WHAT YOU NEED TO DO: All the data should come back exactly as it was given.

# START OF MATERIAL

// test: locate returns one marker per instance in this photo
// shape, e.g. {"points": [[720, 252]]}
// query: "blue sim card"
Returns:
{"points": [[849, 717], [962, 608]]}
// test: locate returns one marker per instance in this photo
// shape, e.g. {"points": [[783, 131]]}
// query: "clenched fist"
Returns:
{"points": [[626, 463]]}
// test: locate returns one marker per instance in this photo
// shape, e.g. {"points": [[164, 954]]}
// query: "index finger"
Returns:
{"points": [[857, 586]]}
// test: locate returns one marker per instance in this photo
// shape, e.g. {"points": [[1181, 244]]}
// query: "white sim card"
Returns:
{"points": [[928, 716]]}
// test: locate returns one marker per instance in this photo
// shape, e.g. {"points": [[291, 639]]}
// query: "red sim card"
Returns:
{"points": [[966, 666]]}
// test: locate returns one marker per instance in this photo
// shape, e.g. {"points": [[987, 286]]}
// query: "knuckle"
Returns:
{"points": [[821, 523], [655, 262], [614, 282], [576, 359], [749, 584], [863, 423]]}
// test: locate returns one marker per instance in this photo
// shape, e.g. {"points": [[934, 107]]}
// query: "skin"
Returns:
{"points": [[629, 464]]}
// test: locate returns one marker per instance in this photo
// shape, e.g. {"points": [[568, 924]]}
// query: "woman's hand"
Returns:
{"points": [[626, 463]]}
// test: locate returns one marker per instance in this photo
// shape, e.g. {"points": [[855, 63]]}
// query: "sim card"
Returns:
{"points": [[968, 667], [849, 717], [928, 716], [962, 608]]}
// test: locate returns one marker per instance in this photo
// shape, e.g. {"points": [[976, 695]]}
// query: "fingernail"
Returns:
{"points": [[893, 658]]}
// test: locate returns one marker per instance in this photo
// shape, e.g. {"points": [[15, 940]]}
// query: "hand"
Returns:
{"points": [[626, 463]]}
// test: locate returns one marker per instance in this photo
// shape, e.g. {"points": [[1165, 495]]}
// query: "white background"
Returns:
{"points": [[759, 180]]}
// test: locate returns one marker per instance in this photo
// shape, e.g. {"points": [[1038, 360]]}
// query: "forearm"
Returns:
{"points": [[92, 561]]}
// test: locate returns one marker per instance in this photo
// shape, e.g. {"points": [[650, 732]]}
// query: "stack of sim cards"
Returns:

# END OF MATERIAL

OUTPUT:
// test: locate returns one marker per instance in this photo
// shape, e.g. {"points": [[720, 252]]}
// query: "blue sim card"
Returns:
{"points": [[849, 717], [962, 608]]}
// test: locate returns one marker per instance in this photo
// shape, e.g. {"points": [[783, 131]]}
// query: "clenched fist"
Returns:
{"points": [[626, 463]]}
// test: locate returns one marker per instance in this photo
// shape, e.g. {"points": [[164, 954]]}
// query: "index finger"
Returns:
{"points": [[857, 586]]}
// test: locate returns one marker per instance in this photo
// shape, e.g. {"points": [[1181, 244]]}
// query: "white sim card"
Returns:
{"points": [[928, 716]]}
// test: locate returns one marker per instance in this photo
// shape, e.g. {"points": [[291, 639]]}
// query: "red sim card"
Returns:
{"points": [[966, 666]]}
// test: locate returns one marker per instance in this photo
// shape, e.g. {"points": [[987, 286]]}
// query: "knuckle"
Returns:
{"points": [[821, 523], [655, 262], [614, 282], [576, 359], [749, 584], [863, 423]]}
// test: locate returns one marker per instance in this photo
// shape, e.g. {"points": [[934, 107]]}
// query: "skin"
Returns:
{"points": [[629, 464]]}
// test: locate returns one marker per instance in this photo
// shape, e.g. {"points": [[568, 924]]}
// query: "woman's hand"
Returns:
{"points": [[626, 463]]}
// test: locate returns one marker per instance in this photo
// shape, e.g. {"points": [[855, 63]]}
// query: "sim card"
Returns:
{"points": [[968, 667], [849, 717], [928, 716], [962, 608]]}
// test: locate returns one marker per instance in this photo
// shape, e.g. {"points": [[976, 695]]}
// query: "fingernail"
Returns:
{"points": [[893, 658]]}
// test: locate returns one marker per instance in this photo
// shape, e.g. {"points": [[15, 940]]}
// query: "hand"
Returns:
{"points": [[626, 463]]}
// test: locate returns one marker per instance in this photo
// shape, e.g. {"points": [[1165, 495]]}
// query: "white background"
Returns:
{"points": [[759, 180]]}
// test: locate returns one marker per instance in this photo
// shape, e.g. {"points": [[1038, 360]]}
// query: "forearm"
Returns:
{"points": [[92, 561]]}
// test: locate returns one marker per instance in this photo
// shape, e.g. {"points": [[650, 732]]}
// query: "stack of sim cards"
Returns:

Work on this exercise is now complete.